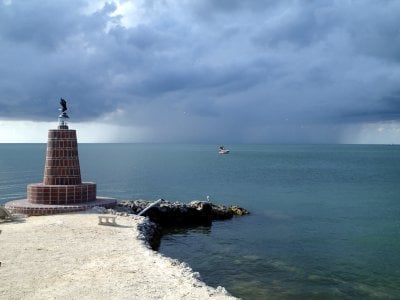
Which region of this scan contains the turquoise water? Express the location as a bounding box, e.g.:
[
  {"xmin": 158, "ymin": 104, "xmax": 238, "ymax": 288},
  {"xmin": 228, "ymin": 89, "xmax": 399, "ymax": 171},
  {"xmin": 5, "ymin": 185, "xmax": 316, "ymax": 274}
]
[{"xmin": 1, "ymin": 144, "xmax": 399, "ymax": 299}]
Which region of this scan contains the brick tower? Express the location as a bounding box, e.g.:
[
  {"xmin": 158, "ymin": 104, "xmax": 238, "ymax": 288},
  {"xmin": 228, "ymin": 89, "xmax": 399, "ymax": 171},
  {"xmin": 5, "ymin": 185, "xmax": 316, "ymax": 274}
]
[{"xmin": 5, "ymin": 99, "xmax": 116, "ymax": 215}]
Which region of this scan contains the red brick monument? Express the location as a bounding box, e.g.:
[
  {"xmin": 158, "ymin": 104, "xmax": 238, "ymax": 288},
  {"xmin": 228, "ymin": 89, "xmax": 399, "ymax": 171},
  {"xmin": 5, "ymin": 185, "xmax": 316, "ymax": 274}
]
[{"xmin": 6, "ymin": 99, "xmax": 116, "ymax": 215}]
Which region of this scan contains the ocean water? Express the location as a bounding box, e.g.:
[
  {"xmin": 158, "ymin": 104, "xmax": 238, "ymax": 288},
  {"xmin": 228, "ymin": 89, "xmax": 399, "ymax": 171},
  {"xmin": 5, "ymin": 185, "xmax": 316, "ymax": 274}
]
[{"xmin": 1, "ymin": 144, "xmax": 399, "ymax": 299}]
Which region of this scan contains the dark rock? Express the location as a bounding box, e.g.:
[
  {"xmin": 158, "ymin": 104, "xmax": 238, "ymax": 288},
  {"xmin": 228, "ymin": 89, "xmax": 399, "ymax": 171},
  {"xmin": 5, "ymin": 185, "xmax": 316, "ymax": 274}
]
[
  {"xmin": 210, "ymin": 204, "xmax": 234, "ymax": 220},
  {"xmin": 137, "ymin": 218, "xmax": 162, "ymax": 250},
  {"xmin": 229, "ymin": 205, "xmax": 250, "ymax": 216},
  {"xmin": 115, "ymin": 199, "xmax": 249, "ymax": 227},
  {"xmin": 146, "ymin": 200, "xmax": 212, "ymax": 227},
  {"xmin": 111, "ymin": 199, "xmax": 249, "ymax": 251}
]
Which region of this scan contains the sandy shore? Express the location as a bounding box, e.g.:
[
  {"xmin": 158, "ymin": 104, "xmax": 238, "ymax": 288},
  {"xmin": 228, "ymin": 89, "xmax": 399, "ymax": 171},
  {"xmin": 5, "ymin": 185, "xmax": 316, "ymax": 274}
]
[{"xmin": 0, "ymin": 212, "xmax": 236, "ymax": 300}]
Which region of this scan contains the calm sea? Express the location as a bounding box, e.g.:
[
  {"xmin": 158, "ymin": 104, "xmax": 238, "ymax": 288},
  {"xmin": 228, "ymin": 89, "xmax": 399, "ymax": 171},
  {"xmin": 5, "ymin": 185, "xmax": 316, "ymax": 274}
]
[{"xmin": 1, "ymin": 144, "xmax": 399, "ymax": 299}]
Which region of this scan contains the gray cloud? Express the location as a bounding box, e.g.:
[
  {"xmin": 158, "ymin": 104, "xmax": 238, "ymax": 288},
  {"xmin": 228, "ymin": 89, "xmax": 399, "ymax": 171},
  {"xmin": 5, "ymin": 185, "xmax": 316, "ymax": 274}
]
[{"xmin": 0, "ymin": 0, "xmax": 400, "ymax": 143}]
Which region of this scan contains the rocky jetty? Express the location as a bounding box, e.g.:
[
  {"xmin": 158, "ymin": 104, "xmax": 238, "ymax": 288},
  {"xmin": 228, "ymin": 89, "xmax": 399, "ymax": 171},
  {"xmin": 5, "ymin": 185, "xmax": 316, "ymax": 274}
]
[
  {"xmin": 115, "ymin": 199, "xmax": 250, "ymax": 227},
  {"xmin": 97, "ymin": 200, "xmax": 249, "ymax": 249}
]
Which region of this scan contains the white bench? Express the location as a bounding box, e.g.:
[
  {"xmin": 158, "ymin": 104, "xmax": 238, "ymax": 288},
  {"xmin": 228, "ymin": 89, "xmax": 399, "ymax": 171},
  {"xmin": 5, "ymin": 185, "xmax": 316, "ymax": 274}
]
[{"xmin": 98, "ymin": 215, "xmax": 117, "ymax": 225}]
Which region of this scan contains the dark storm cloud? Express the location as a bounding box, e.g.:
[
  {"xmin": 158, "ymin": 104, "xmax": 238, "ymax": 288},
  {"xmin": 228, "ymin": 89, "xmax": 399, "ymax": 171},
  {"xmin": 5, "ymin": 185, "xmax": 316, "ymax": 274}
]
[{"xmin": 0, "ymin": 0, "xmax": 400, "ymax": 142}]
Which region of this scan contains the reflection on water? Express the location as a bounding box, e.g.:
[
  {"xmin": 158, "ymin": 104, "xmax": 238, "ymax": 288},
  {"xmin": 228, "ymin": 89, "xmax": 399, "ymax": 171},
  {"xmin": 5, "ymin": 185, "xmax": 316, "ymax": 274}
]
[
  {"xmin": 159, "ymin": 211, "xmax": 400, "ymax": 299},
  {"xmin": 162, "ymin": 225, "xmax": 212, "ymax": 237}
]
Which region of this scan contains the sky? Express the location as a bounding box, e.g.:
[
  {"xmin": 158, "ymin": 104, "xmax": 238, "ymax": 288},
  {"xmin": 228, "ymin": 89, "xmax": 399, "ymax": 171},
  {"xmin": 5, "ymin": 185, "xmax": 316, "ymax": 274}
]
[{"xmin": 0, "ymin": 0, "xmax": 400, "ymax": 143}]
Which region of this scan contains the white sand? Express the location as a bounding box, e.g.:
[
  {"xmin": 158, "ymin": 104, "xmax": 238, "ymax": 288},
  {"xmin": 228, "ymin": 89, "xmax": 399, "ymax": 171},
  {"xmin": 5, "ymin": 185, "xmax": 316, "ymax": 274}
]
[{"xmin": 0, "ymin": 213, "xmax": 236, "ymax": 300}]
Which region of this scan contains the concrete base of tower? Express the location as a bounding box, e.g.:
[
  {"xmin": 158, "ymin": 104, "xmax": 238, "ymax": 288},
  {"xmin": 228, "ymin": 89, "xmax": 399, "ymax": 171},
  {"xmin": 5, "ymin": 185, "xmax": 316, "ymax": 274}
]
[{"xmin": 4, "ymin": 197, "xmax": 117, "ymax": 216}]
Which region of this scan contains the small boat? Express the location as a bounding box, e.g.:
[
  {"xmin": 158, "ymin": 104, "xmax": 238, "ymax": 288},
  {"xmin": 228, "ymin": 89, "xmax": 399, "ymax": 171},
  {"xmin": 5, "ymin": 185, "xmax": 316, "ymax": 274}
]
[{"xmin": 218, "ymin": 146, "xmax": 230, "ymax": 154}]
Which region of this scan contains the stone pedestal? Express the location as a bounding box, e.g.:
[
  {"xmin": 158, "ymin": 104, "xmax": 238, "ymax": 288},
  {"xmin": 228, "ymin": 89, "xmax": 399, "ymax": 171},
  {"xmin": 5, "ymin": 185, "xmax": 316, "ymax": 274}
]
[
  {"xmin": 27, "ymin": 129, "xmax": 96, "ymax": 204},
  {"xmin": 6, "ymin": 126, "xmax": 116, "ymax": 215},
  {"xmin": 43, "ymin": 129, "xmax": 82, "ymax": 185}
]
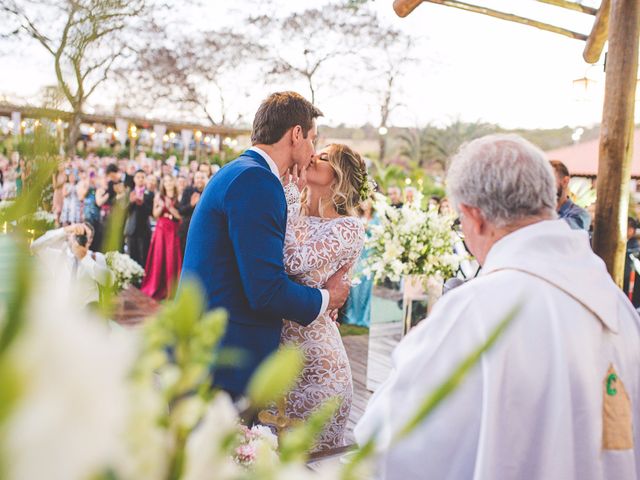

**What the exercise asks:** Return every entry unchanged and skip the pictures.

**Reply to the task:**
Which region of this scan contains the turquoise water? Express the location as a bounding box, e.g.:
[
  {"xmin": 158, "ymin": 104, "xmax": 238, "ymax": 288},
  {"xmin": 228, "ymin": 89, "xmax": 399, "ymax": 171},
  {"xmin": 5, "ymin": 185, "xmax": 316, "ymax": 274}
]
[{"xmin": 1, "ymin": 144, "xmax": 399, "ymax": 299}]
Which region of this scan contains the brick tower? Express the location as a bounding box, e.g.:
[
  {"xmin": 158, "ymin": 104, "xmax": 238, "ymax": 288},
  {"xmin": 228, "ymin": 89, "xmax": 399, "ymax": 171},
  {"xmin": 5, "ymin": 185, "xmax": 316, "ymax": 274}
]
[{"xmin": 5, "ymin": 99, "xmax": 116, "ymax": 215}]
Which region of this scan contains the red brick monument? Express the location as a bounding box, e.g.:
[
  {"xmin": 158, "ymin": 104, "xmax": 238, "ymax": 288},
  {"xmin": 228, "ymin": 89, "xmax": 399, "ymax": 171},
  {"xmin": 5, "ymin": 185, "xmax": 316, "ymax": 274}
]
[{"xmin": 6, "ymin": 99, "xmax": 116, "ymax": 215}]
Which region of this scan contains the ocean water? Express the location as a bounding box, e.g.:
[
  {"xmin": 158, "ymin": 104, "xmax": 238, "ymax": 288},
  {"xmin": 228, "ymin": 89, "xmax": 399, "ymax": 171},
  {"xmin": 5, "ymin": 185, "xmax": 316, "ymax": 274}
]
[{"xmin": 1, "ymin": 144, "xmax": 399, "ymax": 299}]
Which region of this scan contains the dark rock? Express the location as a bounding box, e.g.:
[
  {"xmin": 158, "ymin": 104, "xmax": 238, "ymax": 288},
  {"xmin": 228, "ymin": 89, "xmax": 399, "ymax": 171},
  {"xmin": 5, "ymin": 185, "xmax": 316, "ymax": 274}
]
[
  {"xmin": 210, "ymin": 204, "xmax": 234, "ymax": 220},
  {"xmin": 137, "ymin": 218, "xmax": 162, "ymax": 250},
  {"xmin": 229, "ymin": 205, "xmax": 250, "ymax": 216},
  {"xmin": 115, "ymin": 199, "xmax": 249, "ymax": 227},
  {"xmin": 146, "ymin": 200, "xmax": 212, "ymax": 227},
  {"xmin": 111, "ymin": 199, "xmax": 249, "ymax": 251}
]
Which region of this scan contains the sandy shore? Express the location as a bounding box, e.g.:
[
  {"xmin": 158, "ymin": 104, "xmax": 238, "ymax": 288},
  {"xmin": 228, "ymin": 89, "xmax": 399, "ymax": 171},
  {"xmin": 5, "ymin": 185, "xmax": 316, "ymax": 274}
]
[{"xmin": 0, "ymin": 212, "xmax": 236, "ymax": 300}]
Which region of this scan contains the calm sea? Express the location as a bounding box, e.g.:
[
  {"xmin": 158, "ymin": 104, "xmax": 238, "ymax": 288},
  {"xmin": 228, "ymin": 89, "xmax": 399, "ymax": 171},
  {"xmin": 5, "ymin": 185, "xmax": 316, "ymax": 274}
]
[{"xmin": 1, "ymin": 144, "xmax": 399, "ymax": 299}]
Which region of this scan contains the gray cloud? Express the location as a bounding box, e.g.:
[
  {"xmin": 158, "ymin": 104, "xmax": 238, "ymax": 288},
  {"xmin": 228, "ymin": 89, "xmax": 399, "ymax": 171},
  {"xmin": 5, "ymin": 185, "xmax": 316, "ymax": 274}
]
[{"xmin": 0, "ymin": 0, "xmax": 400, "ymax": 143}]
Which region of this scan contains the rocky jetty? Express the location as a bounding box, e.g.:
[
  {"xmin": 158, "ymin": 104, "xmax": 238, "ymax": 288},
  {"xmin": 228, "ymin": 89, "xmax": 399, "ymax": 171},
  {"xmin": 5, "ymin": 185, "xmax": 316, "ymax": 274}
]
[
  {"xmin": 115, "ymin": 199, "xmax": 250, "ymax": 227},
  {"xmin": 97, "ymin": 200, "xmax": 249, "ymax": 249}
]
Which region of this scan contains the white bench? Express the location as a bounding box, e.g.:
[
  {"xmin": 158, "ymin": 104, "xmax": 238, "ymax": 288},
  {"xmin": 228, "ymin": 89, "xmax": 399, "ymax": 171},
  {"xmin": 5, "ymin": 185, "xmax": 316, "ymax": 274}
]
[{"xmin": 98, "ymin": 215, "xmax": 117, "ymax": 225}]
Which region of this scan contains the dark storm cloud? Express the location as a bounding box, e.g.:
[
  {"xmin": 158, "ymin": 104, "xmax": 238, "ymax": 288},
  {"xmin": 228, "ymin": 89, "xmax": 399, "ymax": 171},
  {"xmin": 5, "ymin": 185, "xmax": 316, "ymax": 274}
]
[{"xmin": 0, "ymin": 0, "xmax": 400, "ymax": 142}]
Which region of this scan contains the reflection on water? Express the location as a bounding box, e.g.:
[
  {"xmin": 158, "ymin": 104, "xmax": 238, "ymax": 288},
  {"xmin": 228, "ymin": 89, "xmax": 399, "ymax": 171},
  {"xmin": 5, "ymin": 185, "xmax": 316, "ymax": 274}
]
[
  {"xmin": 159, "ymin": 211, "xmax": 400, "ymax": 299},
  {"xmin": 162, "ymin": 225, "xmax": 212, "ymax": 237}
]
Which region of this scan contains the sky? Express the location as a bounding box, e.g.:
[
  {"xmin": 158, "ymin": 104, "xmax": 238, "ymax": 288},
  {"xmin": 228, "ymin": 89, "xmax": 399, "ymax": 171},
  {"xmin": 5, "ymin": 185, "xmax": 316, "ymax": 274}
]
[{"xmin": 0, "ymin": 0, "xmax": 400, "ymax": 143}]
Which region of this scan contains the white sand? Express the location as a bounding box, e.g.:
[
  {"xmin": 158, "ymin": 104, "xmax": 238, "ymax": 288},
  {"xmin": 228, "ymin": 89, "xmax": 399, "ymax": 171},
  {"xmin": 5, "ymin": 185, "xmax": 316, "ymax": 274}
]
[{"xmin": 0, "ymin": 213, "xmax": 236, "ymax": 300}]
Which region of this scan contains the concrete base of tower? Express the location as a bounding box, e.g.:
[
  {"xmin": 158, "ymin": 104, "xmax": 238, "ymax": 288},
  {"xmin": 228, "ymin": 89, "xmax": 399, "ymax": 171},
  {"xmin": 5, "ymin": 185, "xmax": 316, "ymax": 274}
]
[{"xmin": 4, "ymin": 197, "xmax": 117, "ymax": 216}]
Which region of this scan contains the small boat? Express the location as a bounding box, e.g.:
[
  {"xmin": 158, "ymin": 104, "xmax": 238, "ymax": 288},
  {"xmin": 228, "ymin": 89, "xmax": 399, "ymax": 171},
  {"xmin": 5, "ymin": 185, "xmax": 316, "ymax": 274}
]
[{"xmin": 218, "ymin": 146, "xmax": 230, "ymax": 154}]
Which region of this scan contains the stone pedestal? Express the location as a bounding box, e.g.:
[
  {"xmin": 158, "ymin": 104, "xmax": 238, "ymax": 288},
  {"xmin": 228, "ymin": 89, "xmax": 399, "ymax": 171},
  {"xmin": 5, "ymin": 185, "xmax": 316, "ymax": 274}
]
[
  {"xmin": 27, "ymin": 129, "xmax": 96, "ymax": 204},
  {"xmin": 6, "ymin": 126, "xmax": 116, "ymax": 215},
  {"xmin": 43, "ymin": 129, "xmax": 82, "ymax": 185}
]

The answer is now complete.